TEKSTFRAGMENT
Verweerder stelt zich op het standpunt dat er geen reden is om de in bezwaar gemaakte proceskosten te vergoeden, omdat het primaire besluit niet is herroepen en eiseres in de bezwaarfase niet heeft gevraagd om een proceskostenvergoeding.

10.3

De rechtbank overweegt naar aanleiding van deze beroepsgrond het volgende. Op grond van artikel 7:15, tweede lid, van de Awb worden de kosten, die de belanghebbende in verband met de behandeling van het bezwaar redelijkerwijs heeft moeten maken, door het bestuursorgaan uitsluitend vergoed op verzoek van de belanghebbende voor zover het bestreden besluit wordt herroepen wegens aan het bestuursorgaan te wijten onrechtmatigheid. Op grond van het derde lid wordt het verzoek gedaan voordat het bestuursorgaan op het bezwaar heeft beslist. De rechtbank constateert dat uit het dossier niet blijkt dat eiseres in de bezwaarfase heeft verzocht om vergoeding van haar proceskosten. Daarbij komt dat verweerder het primaire besluit niet heeft herroepen. Verweerder heeft enkel de motivering van dit besluit aangevuld. Hieruit volgt dat terecht geen proceskostenvergoeding is toegekend. Dit betekent dat ook deze beroepsgrond niet slaagt.

Conclusie

11. Het beroep is ongegrond.

12. Voor een proceskostenveroordeling bestaat geen aanleiding.

Beslissing

De rechtbank verklaart het beroep ongegrond.

Deze uitspraak is gedaan door mr. J.W.M. Bunt, rechter, in aanwezigheid van mr. F.F. van Emst, als griffier, op

De uitspraak wordt openbaar gemaakt op de eerstvolgende donderdag na deze datum.

VERSTREKTE GEGEVENS
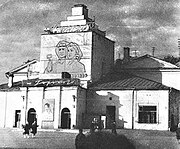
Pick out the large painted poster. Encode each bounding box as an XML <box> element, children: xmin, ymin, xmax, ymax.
<box><xmin>40</xmin><ymin>32</ymin><xmax>92</xmax><ymax>79</ymax></box>
<box><xmin>42</xmin><ymin>99</ymin><xmax>55</xmax><ymax>121</ymax></box>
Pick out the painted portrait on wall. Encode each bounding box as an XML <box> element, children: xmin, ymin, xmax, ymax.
<box><xmin>44</xmin><ymin>40</ymin><xmax>86</xmax><ymax>75</ymax></box>
<box><xmin>42</xmin><ymin>99</ymin><xmax>54</xmax><ymax>121</ymax></box>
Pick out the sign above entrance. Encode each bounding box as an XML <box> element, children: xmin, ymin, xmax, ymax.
<box><xmin>44</xmin><ymin>22</ymin><xmax>97</xmax><ymax>34</ymax></box>
<box><xmin>22</xmin><ymin>78</ymin><xmax>80</xmax><ymax>87</ymax></box>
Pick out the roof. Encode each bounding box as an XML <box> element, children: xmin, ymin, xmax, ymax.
<box><xmin>0</xmin><ymin>78</ymin><xmax>80</xmax><ymax>91</ymax></box>
<box><xmin>5</xmin><ymin>59</ymin><xmax>37</xmax><ymax>76</ymax></box>
<box><xmin>88</xmin><ymin>72</ymin><xmax>169</xmax><ymax>90</ymax></box>
<box><xmin>117</xmin><ymin>54</ymin><xmax>180</xmax><ymax>69</ymax></box>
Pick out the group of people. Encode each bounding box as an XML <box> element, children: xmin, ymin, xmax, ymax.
<box><xmin>22</xmin><ymin>118</ymin><xmax>38</xmax><ymax>138</ymax></box>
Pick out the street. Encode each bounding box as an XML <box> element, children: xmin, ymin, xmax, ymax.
<box><xmin>0</xmin><ymin>128</ymin><xmax>180</xmax><ymax>149</ymax></box>
<box><xmin>0</xmin><ymin>129</ymin><xmax>78</xmax><ymax>149</ymax></box>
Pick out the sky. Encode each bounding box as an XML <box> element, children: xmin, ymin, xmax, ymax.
<box><xmin>0</xmin><ymin>0</ymin><xmax>180</xmax><ymax>83</ymax></box>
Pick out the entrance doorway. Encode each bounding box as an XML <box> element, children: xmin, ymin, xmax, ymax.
<box><xmin>61</xmin><ymin>108</ymin><xmax>71</xmax><ymax>129</ymax></box>
<box><xmin>106</xmin><ymin>106</ymin><xmax>116</xmax><ymax>128</ymax></box>
<box><xmin>14</xmin><ymin>110</ymin><xmax>21</xmax><ymax>128</ymax></box>
<box><xmin>27</xmin><ymin>108</ymin><xmax>36</xmax><ymax>125</ymax></box>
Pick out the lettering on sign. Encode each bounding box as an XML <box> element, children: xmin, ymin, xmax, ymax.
<box><xmin>22</xmin><ymin>79</ymin><xmax>80</xmax><ymax>87</ymax></box>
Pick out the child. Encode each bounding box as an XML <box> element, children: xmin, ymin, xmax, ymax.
<box><xmin>22</xmin><ymin>124</ymin><xmax>30</xmax><ymax>138</ymax></box>
<box><xmin>176</xmin><ymin>123</ymin><xmax>180</xmax><ymax>144</ymax></box>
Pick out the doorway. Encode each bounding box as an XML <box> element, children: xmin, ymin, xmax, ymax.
<box><xmin>27</xmin><ymin>108</ymin><xmax>36</xmax><ymax>125</ymax></box>
<box><xmin>14</xmin><ymin>110</ymin><xmax>21</xmax><ymax>128</ymax></box>
<box><xmin>106</xmin><ymin>106</ymin><xmax>116</xmax><ymax>128</ymax></box>
<box><xmin>61</xmin><ymin>108</ymin><xmax>71</xmax><ymax>129</ymax></box>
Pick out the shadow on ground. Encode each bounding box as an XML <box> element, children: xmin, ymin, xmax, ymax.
<box><xmin>85</xmin><ymin>132</ymin><xmax>135</xmax><ymax>149</ymax></box>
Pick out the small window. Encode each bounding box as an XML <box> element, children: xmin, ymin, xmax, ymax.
<box><xmin>139</xmin><ymin>106</ymin><xmax>157</xmax><ymax>123</ymax></box>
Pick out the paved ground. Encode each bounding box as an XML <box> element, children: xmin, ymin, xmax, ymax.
<box><xmin>0</xmin><ymin>129</ymin><xmax>78</xmax><ymax>149</ymax></box>
<box><xmin>0</xmin><ymin>128</ymin><xmax>180</xmax><ymax>149</ymax></box>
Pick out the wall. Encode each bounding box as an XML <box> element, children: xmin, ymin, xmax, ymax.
<box><xmin>76</xmin><ymin>87</ymin><xmax>86</xmax><ymax>128</ymax></box>
<box><xmin>0</xmin><ymin>91</ymin><xmax>24</xmax><ymax>128</ymax></box>
<box><xmin>87</xmin><ymin>90</ymin><xmax>169</xmax><ymax>130</ymax></box>
<box><xmin>60</xmin><ymin>87</ymin><xmax>77</xmax><ymax>128</ymax></box>
<box><xmin>134</xmin><ymin>90</ymin><xmax>169</xmax><ymax>130</ymax></box>
<box><xmin>40</xmin><ymin>32</ymin><xmax>92</xmax><ymax>84</ymax></box>
<box><xmin>92</xmin><ymin>32</ymin><xmax>114</xmax><ymax>81</ymax></box>
<box><xmin>131</xmin><ymin>69</ymin><xmax>180</xmax><ymax>90</ymax></box>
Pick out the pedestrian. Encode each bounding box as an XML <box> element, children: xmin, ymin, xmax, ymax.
<box><xmin>22</xmin><ymin>124</ymin><xmax>30</xmax><ymax>138</ymax></box>
<box><xmin>176</xmin><ymin>123</ymin><xmax>180</xmax><ymax>144</ymax></box>
<box><xmin>31</xmin><ymin>118</ymin><xmax>38</xmax><ymax>137</ymax></box>
<box><xmin>112</xmin><ymin>121</ymin><xmax>117</xmax><ymax>135</ymax></box>
<box><xmin>75</xmin><ymin>129</ymin><xmax>86</xmax><ymax>149</ymax></box>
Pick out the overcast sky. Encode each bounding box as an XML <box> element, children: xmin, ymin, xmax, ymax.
<box><xmin>0</xmin><ymin>0</ymin><xmax>180</xmax><ymax>83</ymax></box>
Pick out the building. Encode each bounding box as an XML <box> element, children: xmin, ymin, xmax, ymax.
<box><xmin>0</xmin><ymin>4</ymin><xmax>179</xmax><ymax>130</ymax></box>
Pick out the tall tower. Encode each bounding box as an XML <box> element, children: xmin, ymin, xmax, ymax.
<box><xmin>40</xmin><ymin>4</ymin><xmax>114</xmax><ymax>86</ymax></box>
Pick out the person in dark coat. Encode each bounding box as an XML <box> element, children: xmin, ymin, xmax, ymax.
<box><xmin>112</xmin><ymin>122</ymin><xmax>117</xmax><ymax>135</ymax></box>
<box><xmin>176</xmin><ymin>123</ymin><xmax>180</xmax><ymax>144</ymax></box>
<box><xmin>75</xmin><ymin>129</ymin><xmax>86</xmax><ymax>149</ymax></box>
<box><xmin>22</xmin><ymin>124</ymin><xmax>30</xmax><ymax>138</ymax></box>
<box><xmin>31</xmin><ymin>118</ymin><xmax>38</xmax><ymax>137</ymax></box>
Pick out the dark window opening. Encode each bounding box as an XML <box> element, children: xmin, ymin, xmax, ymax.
<box><xmin>139</xmin><ymin>106</ymin><xmax>157</xmax><ymax>124</ymax></box>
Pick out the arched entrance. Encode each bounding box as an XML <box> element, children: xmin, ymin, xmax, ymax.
<box><xmin>61</xmin><ymin>108</ymin><xmax>71</xmax><ymax>129</ymax></box>
<box><xmin>27</xmin><ymin>108</ymin><xmax>36</xmax><ymax>125</ymax></box>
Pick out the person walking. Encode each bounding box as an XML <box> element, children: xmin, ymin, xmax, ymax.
<box><xmin>75</xmin><ymin>129</ymin><xmax>86</xmax><ymax>149</ymax></box>
<box><xmin>22</xmin><ymin>124</ymin><xmax>30</xmax><ymax>138</ymax></box>
<box><xmin>112</xmin><ymin>121</ymin><xmax>117</xmax><ymax>135</ymax></box>
<box><xmin>176</xmin><ymin>123</ymin><xmax>180</xmax><ymax>144</ymax></box>
<box><xmin>31</xmin><ymin>118</ymin><xmax>38</xmax><ymax>138</ymax></box>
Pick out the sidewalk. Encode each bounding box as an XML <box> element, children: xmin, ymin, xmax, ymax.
<box><xmin>0</xmin><ymin>128</ymin><xmax>180</xmax><ymax>149</ymax></box>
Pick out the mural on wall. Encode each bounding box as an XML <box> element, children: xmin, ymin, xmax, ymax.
<box><xmin>42</xmin><ymin>99</ymin><xmax>54</xmax><ymax>121</ymax></box>
<box><xmin>44</xmin><ymin>40</ymin><xmax>87</xmax><ymax>77</ymax></box>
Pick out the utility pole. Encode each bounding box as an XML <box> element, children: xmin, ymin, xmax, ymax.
<box><xmin>152</xmin><ymin>47</ymin><xmax>155</xmax><ymax>56</ymax></box>
<box><xmin>178</xmin><ymin>39</ymin><xmax>180</xmax><ymax>57</ymax></box>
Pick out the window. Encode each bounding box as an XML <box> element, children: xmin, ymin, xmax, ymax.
<box><xmin>139</xmin><ymin>106</ymin><xmax>157</xmax><ymax>123</ymax></box>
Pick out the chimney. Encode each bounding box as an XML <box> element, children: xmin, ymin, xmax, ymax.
<box><xmin>72</xmin><ymin>4</ymin><xmax>88</xmax><ymax>19</ymax></box>
<box><xmin>123</xmin><ymin>47</ymin><xmax>130</xmax><ymax>62</ymax></box>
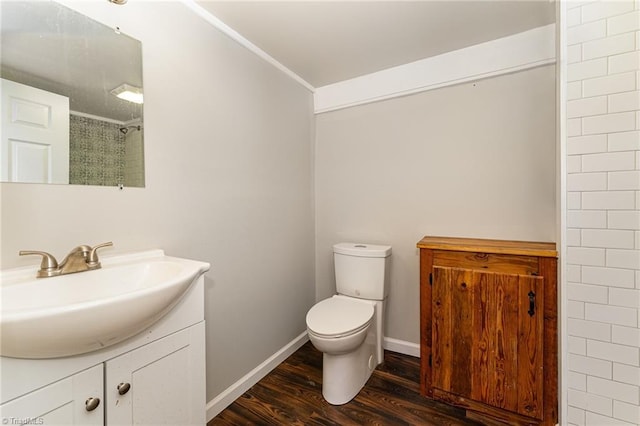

UIT TE VOEREN TAKEN
A – Druk het deel van het tekstfragment af dat begint bij "Verweerder stelt zich" en eindigt bij "om een proceskostenvergoeding.".
B – Beantwoord de volgende vraag over het tekstfragment: welk wetsartikel noemt de rechtbank als grondslag voor de vergoeding van de kosten die in verband met de behandeling van het bezwaar zijn gemaakt?

RESULTATEN
A –
Verweerder stelt zich op het standpunt dat er geen reden is om de in bezwaar gemaakte proceskosten te vergoeden, omdat het primaire besluit niet is herroepen en eiseres in de bezwaarfase niet heeft gevraagd om een proceskostenvergoeding.

B – Artikel 7:15, tweede lid, van de Awb.